[Excerpted text Boundary: Start]
Pearl is one of many they devour that night, the bodies being dumped into a ravine outside the city.  However, she is not dead.  Somehow she manages to crawl her way back to a road, where she is found and driven to the nearest hospital, but the prognosis is not good.

Enter the main character of the second story, Skinner Sweet, a unnamed vagabond living next door, a young man who is actually the first 'American' vampire.  He turns her into what he is; thereby, saving her life, and setting her on the road to vengeance.  An 'American' vampire is stronger, and faster, and able to thrive in the sun - a threat to the European vampires still bound by the old ways.

The allegorical parallels here are sterling.  Juxtoposing old Europe with new America offers plenty of food for thought and fodder the mind.  If this series continues with further tales, the graphic nature of a vampire's work might be permissible in light of a more thorough study of the two different cultures; but that's for another time...

The second story, the one to tell who Skinner Sweet is, leaps a reader backwards into the Old West.  An outlaw is being transported by train.  He escapes from the custody of the law; but he is killed by one of the men on the train who happens to be a vampire.  That vampires blood mixes with his own, initiating the transformation.  He dies, and he is buried, and he is unearthed from his coffin decades later - also seeking vengeance.

Exactly how this turns Sweet into a new breed of vampire, stronger and faster than the old world version, drawing strength from the sun, rather than being repelled into the shadows by it, this is not very well made clear.  And, perhaps, in a graphic novel format, such latitude to delve into such depth, is not all that available.  Most of the story relies upon the iconography of the pictures.  Pictures possess little ability to explore very deep into character development and motivation, which is the one problem I found with ‘American Vampire’ – especially with Stephen King’s involvement.  There seemed to be more story begging to be told than what was possible.
[Excerpted text Boundary: End]
[Given data Boundary: Start]
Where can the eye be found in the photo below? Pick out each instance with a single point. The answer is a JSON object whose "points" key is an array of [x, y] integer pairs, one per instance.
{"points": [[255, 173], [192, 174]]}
[Given data Boundary: End]
What you need to do |
According to the review of American Vampire, how is an 'American' vampire different from the European vampires?

Exercise answer |
An 'American' vampire is stronger and faster, and it can thrive in the sun.